INSTRUCTIONS TO FOLLOW -
Rewrite the records below as a Markdown table with two columns, Row and Line. Give each nonblank line its own row, numbered in order, and leave out blank lines.

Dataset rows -
===============

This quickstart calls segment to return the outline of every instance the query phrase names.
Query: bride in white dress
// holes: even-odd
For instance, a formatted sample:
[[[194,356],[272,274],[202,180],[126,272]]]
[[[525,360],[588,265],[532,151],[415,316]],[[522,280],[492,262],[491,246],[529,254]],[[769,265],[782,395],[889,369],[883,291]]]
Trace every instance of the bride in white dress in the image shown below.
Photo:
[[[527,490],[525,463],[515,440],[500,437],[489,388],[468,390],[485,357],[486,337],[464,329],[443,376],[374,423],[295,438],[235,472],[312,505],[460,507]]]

===============

THE SOLUTION -
| Row | Line |
|---|---|
| 1 | This quickstart calls segment to return the outline of every instance the query phrase names. |
| 2 | Query: bride in white dress |
| 3 | // holes: even-odd |
| 4 | For instance, a formatted sample: |
| 5 | [[[194,356],[272,274],[202,180],[126,272]]] |
| 6 | [[[525,360],[588,265],[532,151],[415,316]],[[522,280],[492,262],[491,246],[529,254]],[[769,265],[782,395],[889,369],[883,291]]] |
| 7 | Trace every instance of the bride in white dress in the image shown below. |
| 8 | Photo: |
| 9 | [[[527,490],[525,463],[515,440],[500,437],[489,388],[468,390],[485,357],[486,337],[464,329],[443,376],[374,423],[295,438],[235,472],[312,505],[460,507]]] |